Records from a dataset
__________

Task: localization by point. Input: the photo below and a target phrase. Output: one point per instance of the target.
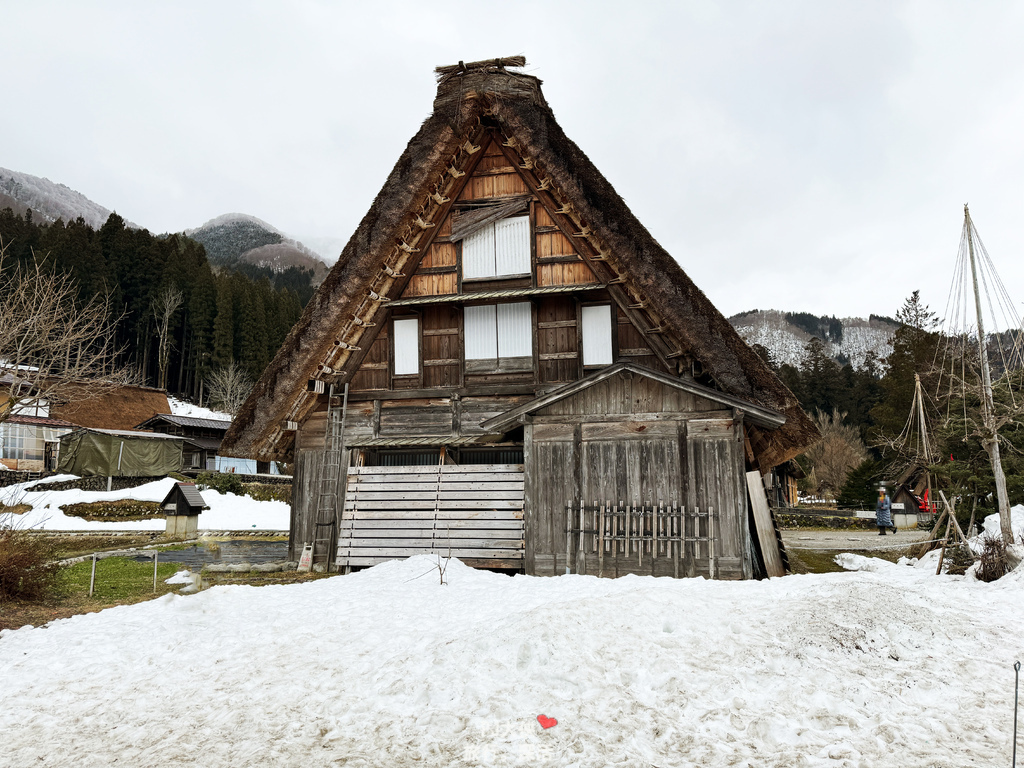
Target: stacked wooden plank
(471, 512)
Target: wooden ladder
(329, 486)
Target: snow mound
(391, 667)
(227, 511)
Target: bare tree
(229, 386)
(164, 307)
(839, 451)
(51, 348)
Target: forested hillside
(213, 317)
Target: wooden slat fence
(473, 512)
(666, 535)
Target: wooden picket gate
(473, 512)
(612, 538)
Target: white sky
(800, 156)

__________

TASK ▸ Copy out the lines above, from the one holding "Target: snow mound" through the final line, with no other lines.

REPLY ▸
Target: snow mound
(391, 667)
(227, 511)
Target: bare tree
(229, 386)
(164, 307)
(839, 451)
(51, 348)
Target: forested hillside
(213, 317)
Target: wooden slat fence
(473, 512)
(666, 535)
Target: wooden picket gate
(473, 512)
(612, 538)
Target: white sky
(800, 156)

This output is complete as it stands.